* Extrait fourni
+ + + + +

Mon univers est sombre et mélodieux depuis le début. Lorsque de temps en temps je dévie un peu de cette direction, ça me demande un petit effort. Je le fais volontiers, car j’en ai la capacité technique et que je suis relativement ouvert musicalement. Donc je ne dirais pas que je suis de plus en plus sombre car si tu regardes bien, je l’étais en 1998 sur Redzone (Eclipse Totale), puis en 2002 sur Symétrikman l’EP je l’étais moins, ensuite en 2007 avec Chrysalide le LP c’était quasi le darkness total, puis en 2012 sur ma mixtape Sphinx tu pouvais trouver du sombre et du plus lumineux, même chose sur Petite Prophétie… En fait la courbe de la sombritude est plutôt assez aléatoire chez moi.
En revanche, c’est un fait avéré, ma voix est petit à petit descendue dans les graves avec le temps. Comme je le dit dans mon titre « La p’tite case dans l’zion », j’passe du grave de Doudou Masta à l’aigu du castrat. Alors, bien sûr, la métaphore est exagérée, mais c’est révélateur de ce libre choix artistique que je m’accorde, comme un chanteur qui décide d’adapter sa voix à l’univers de la musique sur laquelle il va chanter. J’ai du mal avec la routine, alors j’essaie de varier les plaisirs.
« Avec Nakk, on est de la même génération 1976, on rappe toujours, on est sensibles aux belles plumes et à part nos enfants, tout le reste est secondaire. »
C’est aussi à cette période que tu poses avec Joe Lucazz sur le Street Minimum de Nakk sur le très bon « J’crois pas en l’homme ». Comment se créer l’opportunité et la rencontre avec Nakk ? De là nait une affinité musicale de longue date, on le retrouve d’ailleurs sur Petite Prophétie.
En 2003, je bossais encore avec Jmdee dans son studio qui se trouvait dans un immeuble à Stains. Juste au dessus de nous, il y avait le studio de mes frangins du groupe Béton Armé. C’est Las Lémir, un autre frère qui faisait partie de leur équipe, qui a ramené Nakk dans les locaux. Ils étaient à l’école ensemble à Bobigny je crois. Je n’étais pas présent ce jour là, mais lui a semble-t-il écouté ce que je faisais, et avait adhéré.
C’est seulement 2 ans après qu’on s’est rencontré chez Las qui, en plus d’être rappeur, produisait des beats à l’époque. Nakk et moi avons chacun pris une instru, la sienne a donné « Chanson triste ». Un an plus tard on s’est mutuellement invités sur nos projets, Street Minimum et Chrysalide, sur les titres « J’crois pas en l’homme » et « Salaire d’ministres ». Le jour de l’enregistrement du premier morceau, j’ai fait la connaissance de Joe dont j’ai bien apprécié le délire aussi.

+ + + + +

* Données enregistrées
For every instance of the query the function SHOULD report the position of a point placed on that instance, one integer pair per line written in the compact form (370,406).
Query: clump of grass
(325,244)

+ + + + +

* Exercice court 1
D'après l'extrait fourni, dans quelle ville se trouvait l'immeuble où était le studio de Jmdee en 2003 ?
* Exercice court 2
Reproduisez à l'identique un passage de l'extrait fourni. Commencez aux mots « C’est aussi à » et arrêtez-vous après « sur Petite Prophétie. ».

* Réponse détaillée 1
À Stains.

* Réponse détaillée 2
C’est aussi à cette période que tu poses avec Joe Lucazz sur le Street Minimum de Nakk sur le très bon « J’crois pas en l’homme ». Comment se créer l’opportunité et la rencontre avec Nakk ? De là nait une affinité musicale de longue date, on le retrouve d’ailleurs sur Petite Prophétie.